WRITTEN PROBLEM 1 -> Add -41 to every coordinate in the answers of the listing section that opens with the line containing "Accessibility service: describe the location of apple" and closes with the line containing "1,239 -> 85,266", and write out that whole section again. Include the requests, leave the requests and their format lines unchanged, and give only this section.

PASSAGE TO READ ->
"""
We're actually just starting to dig into this over here, too.  There's a system we've inherited, but it's not entirely functional for our department, and we're likely going to be rebuilding from the ground up.

There's a polygon FC in our Enterprise called "RecordDrawings" that (in theory) has all the plans relevant to the Storm Sewer, Sanitary Sewer, and Water systems.  (The first of those collections is the one that's least-functional at the moment).

There's also a tool floating around that a few people in the Sanitary & Water groups have that'll read a selected polygon on that feature class, go find the georeferenced document on the server, and plop it into the map for them to look at.  Very few of our georeferenced Storm files are currently available, though.

 

Some pitfalls we've seen with this solution:

  1. The georeferenced drawings & the server are only available if you're in the office.  They can't currently be viewed from the field.
  2. Sanitary/Water and Storm are in two different departments, each with separate servers holding drawings.  Makes it difficult to collaborate and is part of the reason the Storm stuff is behind-the-times on this.
  3. When the plans were digitized & georeferenced, the extents weren't always the best.
    1. Some include things like elevation graphs that sat below a linear map; it'll make you think a drawing is going to cover your area, but it turns out it's a street over, instead.
    2. Some were somehow digitized with a bounding box around the rotated polygon.  So instead of being 1 mile long by 100 ft wide angled northeasterly, the polygon is a square maybe 1.5 miles to a side and oriented precisely parallel to the latitude.  This means it gets pulled for all kinds of queries that it has nothing to do with.
"""
WRITTEN PROBLEM 2 -> Rewrite the paragraph of the post about record drawings that begins "There's also a tool floating around" as a short list that keeps its main facts.

MATERIAL PROVIDED ->
"""
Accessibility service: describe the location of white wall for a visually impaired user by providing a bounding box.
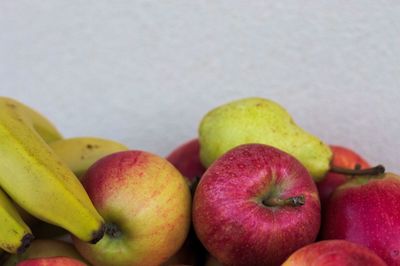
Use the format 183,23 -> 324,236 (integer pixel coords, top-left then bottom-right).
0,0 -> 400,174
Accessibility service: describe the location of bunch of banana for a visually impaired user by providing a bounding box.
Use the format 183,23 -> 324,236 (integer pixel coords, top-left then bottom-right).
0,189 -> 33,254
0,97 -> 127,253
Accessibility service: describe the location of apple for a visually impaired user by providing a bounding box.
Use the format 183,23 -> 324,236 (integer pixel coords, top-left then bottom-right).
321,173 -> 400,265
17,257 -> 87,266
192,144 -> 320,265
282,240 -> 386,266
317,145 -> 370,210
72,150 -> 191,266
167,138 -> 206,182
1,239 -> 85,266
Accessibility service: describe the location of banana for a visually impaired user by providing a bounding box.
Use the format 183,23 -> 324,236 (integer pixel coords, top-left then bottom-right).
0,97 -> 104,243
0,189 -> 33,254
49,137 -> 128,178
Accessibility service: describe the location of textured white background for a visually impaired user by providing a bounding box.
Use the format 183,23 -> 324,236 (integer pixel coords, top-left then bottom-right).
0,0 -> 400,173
"""
"""
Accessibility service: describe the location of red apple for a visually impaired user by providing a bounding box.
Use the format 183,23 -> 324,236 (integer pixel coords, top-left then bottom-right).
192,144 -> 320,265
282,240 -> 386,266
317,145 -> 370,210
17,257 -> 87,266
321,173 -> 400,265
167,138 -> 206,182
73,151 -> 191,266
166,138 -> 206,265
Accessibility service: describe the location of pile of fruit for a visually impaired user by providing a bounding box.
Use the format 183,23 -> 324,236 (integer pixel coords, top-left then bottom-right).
"""
WRITTEN SOLUTION 1 ->
Accessibility service: describe the location of apple for a visually impaired user by providing a bounding box.
Use the format 183,23 -> 324,236 (integer pixel coords, top-left then bottom-right).
280,132 -> 359,224
-24,216 -> 46,225
151,103 -> 279,224
241,199 -> 345,225
276,104 -> 329,169
31,109 -> 150,225
126,97 -> 165,141
-40,198 -> 44,225

WRITTEN SOLUTION 2 ->
- A few people in the Sanitary and Water groups have a tool that reads a selected polygon on the feature class.
- The tool finds the georeferenced document on the server and places it in the map for viewing.
- Very few georeferenced Storm files are currently available.